* **Text excerpt**:
Generally speaking, using do in this way is a bad idea. You should use subroutines instead; we will now re-write our scripts to use a subroutine while still leaving the code to print an array in the ‘print-arr.pl’ script.

Here is our new ‘print-arr.pl’ script, which contains a subroutine definition:

sub printArr() {
	if(ref($_[0]) ne "ARRAY") {
		die("Array reference expected.");
	}
	foreach $element (@{$_[0]}) {
		print $element." ";
	}
	print "\n";
}

And now, here is out new ‘driver.pl’ which uses the printArr subroutine defined in file ‘print-arr.pl’:

do "print-arr.pl"; # only once
@arr = ("a", "b", "c");
&printArr(\@arr);

@arr = ("Hello", "World");
&printArr(\@arr);

This code works, but we should move away from using do as it can cause your program to bugger up as your project gets bigger and bigger.

* **Dataset excerpt**:
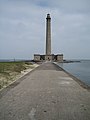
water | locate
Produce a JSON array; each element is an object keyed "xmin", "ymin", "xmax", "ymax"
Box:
[{"xmin": 57, "ymin": 60, "xmax": 90, "ymax": 86}]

* **Exercises**:
1. Answer these questions about the Perl subroutine text:
(a) What message does printArr die with when its first argument is not an array reference?
(b) In which file is the printArr subroutine defined?
(c) Which two values make up the second array passed to printArr?
2. Return everything in the Perl subroutine text from "And now, here" down to "bigger and bigger.", copied without any changes.
The data shown above is separate material from the Perl subroutine text.

* **Solutions in order**:
1.
(a) "Array reference expected."
(b) 'print-arr.pl'
(c) "Hello" and "World"

2.
And now, here is out new ‘driver.pl’ which uses the printArr subroutine defined in file ‘print-arr.pl’:

do "print-arr.pl"; # only once
@arr = ("a", "b", "c");
&printArr(\@arr);

@arr = ("Hello", "World");
&printArr(\@arr);

This code works, but we should move away from using do as it can cause your program to bugger up as your project gets bigger and bigger.